* _Exercise instructions_
Write out every entry once more, character for character.

------------

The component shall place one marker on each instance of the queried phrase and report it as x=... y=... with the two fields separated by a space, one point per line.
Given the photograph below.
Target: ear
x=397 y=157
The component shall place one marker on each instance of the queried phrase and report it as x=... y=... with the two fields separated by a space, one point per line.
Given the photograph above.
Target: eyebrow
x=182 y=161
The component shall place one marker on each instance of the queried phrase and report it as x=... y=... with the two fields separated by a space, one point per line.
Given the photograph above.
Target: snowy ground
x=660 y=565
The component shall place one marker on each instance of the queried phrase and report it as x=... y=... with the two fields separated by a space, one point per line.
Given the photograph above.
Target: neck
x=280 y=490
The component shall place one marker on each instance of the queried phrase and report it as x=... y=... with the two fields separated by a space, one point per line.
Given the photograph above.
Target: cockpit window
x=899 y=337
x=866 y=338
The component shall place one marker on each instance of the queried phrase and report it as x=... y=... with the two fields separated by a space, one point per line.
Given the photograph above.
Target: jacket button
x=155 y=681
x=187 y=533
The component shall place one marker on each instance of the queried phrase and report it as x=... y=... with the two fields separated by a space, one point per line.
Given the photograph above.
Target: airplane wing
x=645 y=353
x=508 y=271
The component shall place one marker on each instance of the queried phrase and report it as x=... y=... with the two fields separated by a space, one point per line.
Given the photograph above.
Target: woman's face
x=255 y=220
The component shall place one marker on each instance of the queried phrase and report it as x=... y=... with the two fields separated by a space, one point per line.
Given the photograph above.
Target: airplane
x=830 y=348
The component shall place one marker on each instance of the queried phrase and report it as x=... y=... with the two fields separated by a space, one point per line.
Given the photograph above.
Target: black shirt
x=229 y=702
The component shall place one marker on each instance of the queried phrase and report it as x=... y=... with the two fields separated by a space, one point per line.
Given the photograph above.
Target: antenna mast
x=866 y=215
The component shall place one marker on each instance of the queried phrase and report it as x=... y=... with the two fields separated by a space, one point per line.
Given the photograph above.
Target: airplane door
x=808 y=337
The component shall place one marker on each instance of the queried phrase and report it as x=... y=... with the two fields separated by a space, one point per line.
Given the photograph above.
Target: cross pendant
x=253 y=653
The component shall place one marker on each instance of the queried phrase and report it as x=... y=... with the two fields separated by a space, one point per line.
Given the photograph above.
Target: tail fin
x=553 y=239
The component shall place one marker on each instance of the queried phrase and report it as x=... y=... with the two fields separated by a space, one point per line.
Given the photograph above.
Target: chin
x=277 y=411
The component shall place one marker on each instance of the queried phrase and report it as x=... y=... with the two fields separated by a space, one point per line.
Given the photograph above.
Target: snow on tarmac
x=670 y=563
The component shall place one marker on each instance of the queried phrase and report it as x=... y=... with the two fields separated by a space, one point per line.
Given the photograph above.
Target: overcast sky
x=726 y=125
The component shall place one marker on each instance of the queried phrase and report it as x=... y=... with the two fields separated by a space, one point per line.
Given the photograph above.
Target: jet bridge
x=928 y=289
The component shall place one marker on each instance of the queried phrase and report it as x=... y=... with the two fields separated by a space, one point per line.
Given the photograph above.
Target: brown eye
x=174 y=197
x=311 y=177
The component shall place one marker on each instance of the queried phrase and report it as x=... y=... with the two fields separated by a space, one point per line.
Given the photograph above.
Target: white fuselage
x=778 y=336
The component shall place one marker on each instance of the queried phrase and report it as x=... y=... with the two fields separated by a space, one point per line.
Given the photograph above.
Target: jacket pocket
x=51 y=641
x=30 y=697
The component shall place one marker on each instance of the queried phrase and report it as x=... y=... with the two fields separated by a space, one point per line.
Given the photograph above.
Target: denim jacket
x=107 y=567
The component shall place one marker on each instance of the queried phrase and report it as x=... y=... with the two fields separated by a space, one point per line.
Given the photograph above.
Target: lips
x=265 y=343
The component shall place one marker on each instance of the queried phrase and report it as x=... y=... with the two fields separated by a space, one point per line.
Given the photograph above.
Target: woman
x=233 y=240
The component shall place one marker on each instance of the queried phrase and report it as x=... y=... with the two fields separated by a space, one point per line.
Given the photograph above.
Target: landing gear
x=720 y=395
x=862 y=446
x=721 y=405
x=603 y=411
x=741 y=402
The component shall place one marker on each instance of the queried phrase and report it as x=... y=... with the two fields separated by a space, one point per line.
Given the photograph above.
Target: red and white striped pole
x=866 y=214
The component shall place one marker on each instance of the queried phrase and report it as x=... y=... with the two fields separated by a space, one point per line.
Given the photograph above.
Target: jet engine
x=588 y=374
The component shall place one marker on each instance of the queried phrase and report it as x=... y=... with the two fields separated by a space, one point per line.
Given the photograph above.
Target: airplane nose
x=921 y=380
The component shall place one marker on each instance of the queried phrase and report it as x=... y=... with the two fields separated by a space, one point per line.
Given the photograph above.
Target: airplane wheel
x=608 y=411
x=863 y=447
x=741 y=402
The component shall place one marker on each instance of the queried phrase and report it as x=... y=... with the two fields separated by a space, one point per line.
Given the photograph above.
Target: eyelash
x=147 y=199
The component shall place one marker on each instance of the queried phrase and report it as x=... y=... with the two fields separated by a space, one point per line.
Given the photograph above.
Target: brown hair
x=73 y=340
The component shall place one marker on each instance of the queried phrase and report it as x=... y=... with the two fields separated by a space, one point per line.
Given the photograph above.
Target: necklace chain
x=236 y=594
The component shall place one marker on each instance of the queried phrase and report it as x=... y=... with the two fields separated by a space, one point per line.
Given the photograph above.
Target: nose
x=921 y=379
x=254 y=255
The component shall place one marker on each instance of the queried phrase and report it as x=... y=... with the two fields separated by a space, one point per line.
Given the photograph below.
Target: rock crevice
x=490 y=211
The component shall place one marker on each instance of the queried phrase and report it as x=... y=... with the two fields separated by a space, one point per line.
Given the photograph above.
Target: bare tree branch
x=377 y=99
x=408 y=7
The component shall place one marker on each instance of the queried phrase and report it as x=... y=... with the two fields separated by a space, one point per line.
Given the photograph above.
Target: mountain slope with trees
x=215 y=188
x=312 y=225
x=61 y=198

------------

* _Response to this task_
The component shall place one marker on each instance of the queried phrase and report it as x=... y=... with the two fields separated by a space, one point per line.
Given the photograph below.
Target: ear
x=397 y=157
The component shall place one marker on each instance of the queried phrase and report it as x=... y=... with the two fields separated by a space, one point per line.
Given the photograph above.
Target: eyebrow
x=182 y=161
The component shall place one marker on each instance of the queried phrase and report it as x=... y=... with the two fields separated by a space, one point per line.
Given the photograph above.
Target: snowy ground
x=660 y=565
The component shall place one marker on each instance of the queried phrase and report it as x=... y=... with the two fields separated by a space, one point per line.
Given the photograph above.
Target: neck
x=280 y=490
The component shall place one marker on each instance of the queried phrase and report it as x=... y=... with the two fields separated by a space, one point per line.
Given the photograph above.
Target: cockpit window
x=899 y=337
x=866 y=338
The component shall place one marker on each instance of the queried phrase and report it as x=... y=... with the two fields separated by a space, one point per line.
Given the photograph above.
Target: jacket button
x=155 y=681
x=187 y=533
The component shall place one marker on each instance of the queried phrase and report it as x=... y=... with the two fields separated by a space, one point per line.
Given the photograph above.
Target: airplane wing
x=645 y=353
x=508 y=271
The component shall place one marker on each instance of the queried phrase and report it as x=... y=... with the two fields separated by a space, one point per line.
Given the photograph above.
Target: woman's face
x=255 y=220
The component shall place one marker on each instance of the queried phrase and report it as x=... y=... with the two fields separated by a space, one point per line.
Given the photograph above.
Target: airplane
x=830 y=348
The component shall place one marker on each instance of the queried phrase and report it as x=... y=... with the two fields separated by a space, one point per line.
Given the photograph above.
Target: black shirt
x=229 y=702
The component shall place one marker on each instance of the queried phrase and report it as x=... y=... with the two fields separated by a space, one point per line.
Given the photograph above.
Target: antenna mast
x=866 y=215
The component shall place one marker on each instance of the queried phrase and report it as x=... y=... with the two fields separated by a space, one point per line.
Given the photograph above.
Target: airplane door
x=808 y=337
The component shall place one marker on each instance of the queried phrase and report it as x=... y=... with the two fields separated by a space, one point per line.
Given the photograph above.
Target: cross pendant
x=253 y=653
The component shall place one marker on each instance of the queried phrase and report it as x=... y=... with the two fields separated by a space, one point per line.
Given the photograph above.
Target: tail fin
x=553 y=239
The component shall place one marker on each instance of the queried phrase and report it as x=... y=... with the two fields separated by a space, one point per line.
Given the photograph above.
Target: chin
x=277 y=411
The component shall place one marker on each instance of the queried phrase and report it as x=... y=... with the two fields separated by a space, one point per line.
Given the photograph above.
Target: snow on tarmac
x=670 y=563
The component shall place one marker on each instance of the queried phrase and report it as x=... y=... with the two fields separated by a space, one point per line.
Given the photograph above.
Target: overcast sky
x=726 y=125
The component shall place one marker on each instance of the queried phrase and report it as x=... y=... with the two fields separated by a space, one point per line.
Given the photograph above.
Target: jet bridge
x=928 y=289
The component shall place one marker on each instance of the queried phrase and report it as x=... y=... with the two fields separated by a space, one point per line.
Given the photograph above.
Target: brown eye
x=174 y=197
x=311 y=177
The component shall place one marker on each instance of the queried phrase and report it as x=... y=... with the two fields separated by a space, one point per line.
Given the photograph above.
Target: white fuselage
x=778 y=336
The component shall place one marker on each instance of the queried phrase and report it as x=... y=... with the two fields separated by a space, one point per line.
Given the photograph above.
Target: jacket pocket
x=51 y=641
x=30 y=697
The component shall place one marker on each instance of the queried phrase and report it as x=... y=... with the two fields separated by a space, one point per line.
Given the photograph above.
Target: denim jacket
x=107 y=567
The component shall place one marker on each instance of the queried phrase and report it as x=... y=... with the two fields separated by a space, one point per line.
Given the photograph above.
Target: lips
x=265 y=343
The component shall place one marker on each instance of the queried phrase and report it as x=... y=... with the two fields separated by a space, one point per line.
Given the photograph above.
Target: woman
x=233 y=240
The component shall place one marker on each instance of the queried phrase and report it as x=... y=... with the two fields separated by a space, one point per line.
Given the photograph above.
Target: landing gear
x=720 y=395
x=862 y=446
x=721 y=405
x=603 y=411
x=741 y=402
The component shall place one marker on each instance of the queried phrase and report it as x=... y=... with the two fields separated by a space, one point per line.
Given the photograph above.
Target: red and white striped pole
x=866 y=214
The component shall place one marker on each instance of the queried phrase and report it as x=... y=... with the two fields separated by a space, one point per line.
Given the photograph above.
Target: jet engine
x=588 y=374
The component shall place one marker on each instance of the queried phrase and report it as x=... y=... with the two fields separated by a space, one point per line.
Given the photograph above.
Target: airplane nose
x=921 y=380
The component shall place one marker on each instance of the queried phrase and report it as x=... y=... with the two fields separated by a space, one point per line.
Given the photograph above.
Target: airplane wheel
x=608 y=411
x=863 y=447
x=741 y=402
The component shall place one marker on each instance of the queried phrase and report it as x=... y=... with the two fields separated by a space, one point per line.
Given the photograph above.
Target: eyelash
x=147 y=199
The component shall place one marker on each instance of the queried phrase and report it as x=... y=... with the two fields separated by a space, one point per line.
Given the photograph above.
Target: brown hair
x=73 y=340
The component shall place one marker on each instance of the queried phrase and report it as x=... y=... with the two fields separated by a space, one point per line.
Given the photograph above.
Target: necklace chain
x=236 y=594
The component shall place one marker on each instance of the queried phrase and report it as x=... y=... with the two fields separated by a space, one point per line.
Given the photograph above.
Target: nose
x=921 y=379
x=254 y=255
The component shall place one marker on each instance of the queried phrase and report it as x=... y=... with the two fields separated by a space, one point per line.
Given the photograph below.
Target: rock crevice
x=490 y=211
The component shall place one marker on each instance of the queried phrase and report it as x=... y=... with the two fields separated by a space, one point per line.
Given the photograph above.
Target: bare tree branch
x=377 y=99
x=408 y=7
The component shall place one marker on each instance of the queried phrase and report it as x=... y=... with the two fields separated by a space, one point per line.
Given the photograph above.
Target: mountain slope with trees
x=215 y=188
x=312 y=225
x=61 y=198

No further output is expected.